-- LISTED RECORDS start --

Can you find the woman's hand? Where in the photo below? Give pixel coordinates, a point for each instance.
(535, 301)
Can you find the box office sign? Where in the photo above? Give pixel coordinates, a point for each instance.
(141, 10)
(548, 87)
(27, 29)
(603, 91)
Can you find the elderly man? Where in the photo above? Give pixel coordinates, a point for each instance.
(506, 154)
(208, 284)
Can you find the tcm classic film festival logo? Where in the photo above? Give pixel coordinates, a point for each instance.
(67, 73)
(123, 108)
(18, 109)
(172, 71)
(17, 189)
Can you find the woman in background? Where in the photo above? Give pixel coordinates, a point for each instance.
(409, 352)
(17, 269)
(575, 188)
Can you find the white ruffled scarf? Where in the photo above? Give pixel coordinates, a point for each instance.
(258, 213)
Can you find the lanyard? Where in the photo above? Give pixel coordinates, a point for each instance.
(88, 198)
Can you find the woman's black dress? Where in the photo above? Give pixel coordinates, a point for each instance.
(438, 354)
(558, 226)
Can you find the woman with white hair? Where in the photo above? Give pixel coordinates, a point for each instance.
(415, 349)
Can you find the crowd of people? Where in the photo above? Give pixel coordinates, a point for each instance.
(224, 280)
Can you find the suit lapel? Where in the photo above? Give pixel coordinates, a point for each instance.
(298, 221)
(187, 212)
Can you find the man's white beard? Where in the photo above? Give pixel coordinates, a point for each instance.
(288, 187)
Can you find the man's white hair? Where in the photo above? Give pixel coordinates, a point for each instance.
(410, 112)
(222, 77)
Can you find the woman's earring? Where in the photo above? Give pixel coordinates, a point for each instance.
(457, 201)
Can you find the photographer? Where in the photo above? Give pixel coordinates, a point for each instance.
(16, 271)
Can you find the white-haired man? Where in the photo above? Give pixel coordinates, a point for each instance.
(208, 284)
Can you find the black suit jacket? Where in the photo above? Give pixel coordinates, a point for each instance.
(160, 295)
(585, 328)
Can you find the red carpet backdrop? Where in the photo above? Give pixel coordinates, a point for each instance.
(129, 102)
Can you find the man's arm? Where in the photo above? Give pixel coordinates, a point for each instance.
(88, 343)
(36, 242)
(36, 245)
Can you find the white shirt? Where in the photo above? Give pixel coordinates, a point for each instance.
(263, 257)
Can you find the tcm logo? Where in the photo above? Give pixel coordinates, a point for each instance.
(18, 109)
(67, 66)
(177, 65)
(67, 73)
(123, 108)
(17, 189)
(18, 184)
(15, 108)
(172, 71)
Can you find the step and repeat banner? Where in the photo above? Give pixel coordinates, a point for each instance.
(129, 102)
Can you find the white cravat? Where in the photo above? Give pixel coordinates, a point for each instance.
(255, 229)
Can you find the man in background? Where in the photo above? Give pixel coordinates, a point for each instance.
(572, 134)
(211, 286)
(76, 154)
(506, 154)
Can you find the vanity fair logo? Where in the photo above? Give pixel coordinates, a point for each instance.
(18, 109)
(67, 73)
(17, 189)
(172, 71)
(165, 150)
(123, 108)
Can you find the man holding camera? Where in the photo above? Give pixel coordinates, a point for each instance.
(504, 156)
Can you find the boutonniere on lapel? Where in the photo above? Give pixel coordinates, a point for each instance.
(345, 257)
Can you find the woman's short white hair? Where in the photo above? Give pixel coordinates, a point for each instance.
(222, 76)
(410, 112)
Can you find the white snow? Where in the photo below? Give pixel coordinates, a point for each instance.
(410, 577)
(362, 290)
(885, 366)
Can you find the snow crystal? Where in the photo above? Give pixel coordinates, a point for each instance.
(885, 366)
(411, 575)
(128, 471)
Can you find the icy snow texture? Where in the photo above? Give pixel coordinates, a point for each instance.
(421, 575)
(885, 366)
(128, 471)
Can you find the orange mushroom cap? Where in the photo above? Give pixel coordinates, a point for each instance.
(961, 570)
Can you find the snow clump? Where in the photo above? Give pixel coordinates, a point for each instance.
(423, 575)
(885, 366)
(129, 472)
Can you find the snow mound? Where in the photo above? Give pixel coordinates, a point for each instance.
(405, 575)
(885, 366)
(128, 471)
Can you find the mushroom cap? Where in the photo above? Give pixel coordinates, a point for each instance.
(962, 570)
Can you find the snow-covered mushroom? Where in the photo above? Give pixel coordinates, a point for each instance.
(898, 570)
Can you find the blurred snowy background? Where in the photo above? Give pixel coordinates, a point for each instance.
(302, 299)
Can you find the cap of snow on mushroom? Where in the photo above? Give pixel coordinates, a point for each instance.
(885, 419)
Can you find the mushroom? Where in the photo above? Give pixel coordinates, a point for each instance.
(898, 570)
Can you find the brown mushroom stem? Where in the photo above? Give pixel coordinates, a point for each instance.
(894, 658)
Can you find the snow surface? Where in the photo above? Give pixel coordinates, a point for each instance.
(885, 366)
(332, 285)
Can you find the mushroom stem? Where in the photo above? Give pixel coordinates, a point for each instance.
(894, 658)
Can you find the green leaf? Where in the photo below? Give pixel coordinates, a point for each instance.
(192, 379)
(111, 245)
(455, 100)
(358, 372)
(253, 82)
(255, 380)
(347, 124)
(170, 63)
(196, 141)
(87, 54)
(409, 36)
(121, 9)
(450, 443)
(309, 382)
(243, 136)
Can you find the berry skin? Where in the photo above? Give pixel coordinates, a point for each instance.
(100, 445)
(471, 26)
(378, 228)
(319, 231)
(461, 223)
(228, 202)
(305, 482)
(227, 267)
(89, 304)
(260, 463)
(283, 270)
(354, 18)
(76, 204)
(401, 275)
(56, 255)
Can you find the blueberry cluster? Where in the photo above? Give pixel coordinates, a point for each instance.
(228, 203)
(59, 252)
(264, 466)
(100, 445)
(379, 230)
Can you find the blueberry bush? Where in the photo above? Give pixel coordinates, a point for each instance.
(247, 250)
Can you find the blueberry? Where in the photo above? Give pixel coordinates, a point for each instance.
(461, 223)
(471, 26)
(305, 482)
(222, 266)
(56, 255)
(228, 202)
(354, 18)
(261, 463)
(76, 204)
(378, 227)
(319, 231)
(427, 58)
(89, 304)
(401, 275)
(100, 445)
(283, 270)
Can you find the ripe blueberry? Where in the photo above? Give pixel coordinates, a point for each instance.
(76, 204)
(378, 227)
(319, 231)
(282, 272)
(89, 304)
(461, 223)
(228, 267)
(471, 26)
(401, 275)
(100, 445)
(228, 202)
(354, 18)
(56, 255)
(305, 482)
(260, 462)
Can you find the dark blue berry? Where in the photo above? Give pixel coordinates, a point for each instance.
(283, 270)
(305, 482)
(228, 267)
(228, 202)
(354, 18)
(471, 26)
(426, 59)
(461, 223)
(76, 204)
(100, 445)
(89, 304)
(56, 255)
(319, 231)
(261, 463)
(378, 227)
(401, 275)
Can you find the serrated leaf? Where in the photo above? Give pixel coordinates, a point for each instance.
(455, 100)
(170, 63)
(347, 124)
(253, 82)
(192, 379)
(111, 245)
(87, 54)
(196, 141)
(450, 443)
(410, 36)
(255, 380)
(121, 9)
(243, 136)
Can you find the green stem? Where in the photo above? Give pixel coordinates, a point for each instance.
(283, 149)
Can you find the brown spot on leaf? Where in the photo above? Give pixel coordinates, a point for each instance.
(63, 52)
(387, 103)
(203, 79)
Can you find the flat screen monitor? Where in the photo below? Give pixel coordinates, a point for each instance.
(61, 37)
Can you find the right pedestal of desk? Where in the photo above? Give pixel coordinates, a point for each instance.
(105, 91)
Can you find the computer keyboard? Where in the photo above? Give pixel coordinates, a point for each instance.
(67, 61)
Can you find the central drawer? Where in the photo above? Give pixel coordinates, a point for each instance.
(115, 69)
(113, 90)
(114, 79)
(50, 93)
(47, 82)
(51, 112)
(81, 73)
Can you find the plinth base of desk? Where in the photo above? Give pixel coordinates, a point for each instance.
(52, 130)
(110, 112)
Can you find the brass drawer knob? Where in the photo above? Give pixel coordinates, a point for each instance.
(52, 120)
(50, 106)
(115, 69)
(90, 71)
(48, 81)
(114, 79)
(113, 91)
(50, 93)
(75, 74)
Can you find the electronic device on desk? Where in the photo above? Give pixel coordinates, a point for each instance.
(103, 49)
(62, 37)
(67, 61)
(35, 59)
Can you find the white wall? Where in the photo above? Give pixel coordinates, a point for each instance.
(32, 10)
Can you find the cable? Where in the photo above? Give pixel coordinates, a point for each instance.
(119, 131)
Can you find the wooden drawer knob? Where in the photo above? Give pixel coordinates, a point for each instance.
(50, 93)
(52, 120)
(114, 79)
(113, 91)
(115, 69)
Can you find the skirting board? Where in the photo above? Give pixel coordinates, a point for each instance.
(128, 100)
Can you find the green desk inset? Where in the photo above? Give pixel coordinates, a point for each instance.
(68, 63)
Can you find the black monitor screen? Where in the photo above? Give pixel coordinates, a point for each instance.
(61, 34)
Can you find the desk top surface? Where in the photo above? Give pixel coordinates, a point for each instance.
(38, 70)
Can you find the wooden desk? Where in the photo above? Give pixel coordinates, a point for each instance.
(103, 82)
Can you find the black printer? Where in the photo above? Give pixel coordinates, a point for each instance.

-- LISTED RECORDS end --

**AIM**
Put the entries above, from the line containing "Can you find the electronic" through the final line, into a numbered list with blank lines removed, including both the first and last lines.

**EXERCISE RESULT**
1. Can you find the electronic device on desk? Where in the photo above? Give pixel coordinates, a point for each instance.
2. (103, 49)
3. (62, 37)
4. (67, 61)
5. (35, 59)
6. Can you find the white wall? Where in the photo above? Give pixel coordinates, a point for each instance.
7. (32, 10)
8. Can you find the cable? Where in the photo above? Give pixel coordinates, a point for each instance.
9. (119, 131)
10. Can you find the wooden drawer knob? Where in the photo above? Give pixel coordinates, a point for each instance.
11. (50, 93)
12. (52, 120)
13. (114, 79)
14. (113, 91)
15. (115, 69)
16. Can you find the skirting board? Where in the photo above? Give pixel coordinates, a point for each instance.
17. (128, 100)
18. Can you find the green desk inset? Where in the photo above? Give pixel coordinates, a point for each instance.
19. (68, 63)
20. Can you find the black monitor screen? Where in the photo above? Give pixel coordinates, a point for each instance.
21. (61, 34)
22. Can you find the desk top surface? Where in the photo above? Give pixel coordinates, a point for each instance.
23. (38, 70)
24. Can you find the wooden desk? Where in the photo above? Give pixel coordinates, a point for each instance.
25. (103, 82)
26. Can you find the black printer? Where in the photo above? Give pixel coordinates, a point for each instance.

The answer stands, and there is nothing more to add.